_EXTRAIT À LIRE_:
○ ○ ○ ○ ○ ○ ○

Dupés, les Sri Lankais combattent en Ukraine et ne reviennent pas

Le Sri Lanka a encouragé les recherches d’emploi à l’étranger après le déclenchement d’une crise économique en 2022, mais peine désormais à retrouver ses ressortissants qui, parfois victimes de fausses promesses, se battent en Ukraine d’un côté ou de l’autre du front.

Sans nouvelles depuis des mois, des familles désemparées demandent aux autorités de leur venir en aide.

« Ce que nous demandons, c’est d’aider à faire revenir nos maris », explique Renuka Karunaratne, 49 ans. Son mari a été trompé par un intermédiaire perfide, à qui elle dit avoir payé 10 000 dollars, une pratique dénoncée par de nombreuses familles.

« Nous avons vendu tout ce que nous possédions, y compris les bijoux », « nous avons même hypothéqué une partie de notre maison », déplore Mme Karunaratne devant l’ambassade de Russie à Colombo, où elle manifeste pour exiger le retour de son mari.

En mai, le Parlement de Colombo a ouvert une enquête pour retrouver plus de 2 000 Sri Lankais engagés du côté russe comme du côté ukrainien, dans les forces armées ou parmi des mercenaires.

Selon le gouvernement, une dizaine de Sri Lankais sont prisonniers de guerre en Ukraine. Et au moins 16 Sri Lankais sont morts et 37 autres ont été blessés à la suite de l’invasion de l’Ukraine par la Russie, selon les médias.

Mais ni Moscou ni Kiev ne communiquent sur le nombre d’étrangers, pour la plupart originaires d’Asie du Sud, servant dans leurs rangs ou détenus comme prisonniers de guerre.

– « Ils perdent espoir » –

Une crise économique sans précédent a frappé le Sri Lanka début 2022. Le pays, à court de devises étrangères, ne pouvait plus importer de nourriture, de carburant et d’autres produits de première nécessité, et a fini par faire défaut sur sa dette extérieure.

Nilmini Chandima Dissanayake, 41 ans, raconte que la crise a poussé son mari, un ancien militaire, à partir en Russie, à plus de 6 000 km de là.

« Mon mari a été dans le régiment commando pendant 22 ans », raconte-t-elle à l’AFP. « Il avait pris sa retraite, il avait fait plusieurs petits boulots mais trouvait que cela ne suffisait pas pour s’en sortir. »

○ ○ ○ ○ ○ ○ ○

_CONSIGNE 1_: Selon l'extrait à lire, combien de Sri Lankais l'enquête ouverte en mai par le Parlement de Colombo vise-t-elle à retrouver ?

○ ○ ○ ○ ○ ○ ○

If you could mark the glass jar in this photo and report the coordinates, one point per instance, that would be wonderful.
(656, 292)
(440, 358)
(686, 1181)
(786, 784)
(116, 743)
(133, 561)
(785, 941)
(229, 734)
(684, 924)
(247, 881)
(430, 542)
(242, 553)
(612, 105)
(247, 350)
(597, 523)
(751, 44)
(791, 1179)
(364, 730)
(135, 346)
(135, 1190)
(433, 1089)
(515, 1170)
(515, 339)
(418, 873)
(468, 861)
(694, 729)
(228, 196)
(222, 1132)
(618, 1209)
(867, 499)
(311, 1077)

○ ○ ○ ○ ○ ○ ○

_CONSIGNE 2_: Reproduisez à l'identique les enregistrements, de leur première ligne jusqu'à la ligne contenant « (222, 1132) », celle-ci comprise.

_RÉPONSE COMPLÈTE 1_: Plus de 2 000 Sri Lankais, engagés du côté russe comme du côté ukrainien.

_RÉPONSE COMPLÈTE 2_:
If you could mark the glass jar in this photo and report the coordinates, one point per instance, that would be wonderful.
(656, 292)
(440, 358)
(686, 1181)
(786, 784)
(116, 743)
(133, 561)
(785, 941)
(229, 734)
(684, 924)
(247, 881)
(430, 542)
(242, 553)
(612, 105)
(247, 350)
(597, 523)
(751, 44)
(791, 1179)
(364, 730)
(135, 346)
(135, 1190)
(433, 1089)
(515, 1170)
(515, 339)
(418, 873)
(468, 861)
(694, 729)
(228, 196)
(222, 1132)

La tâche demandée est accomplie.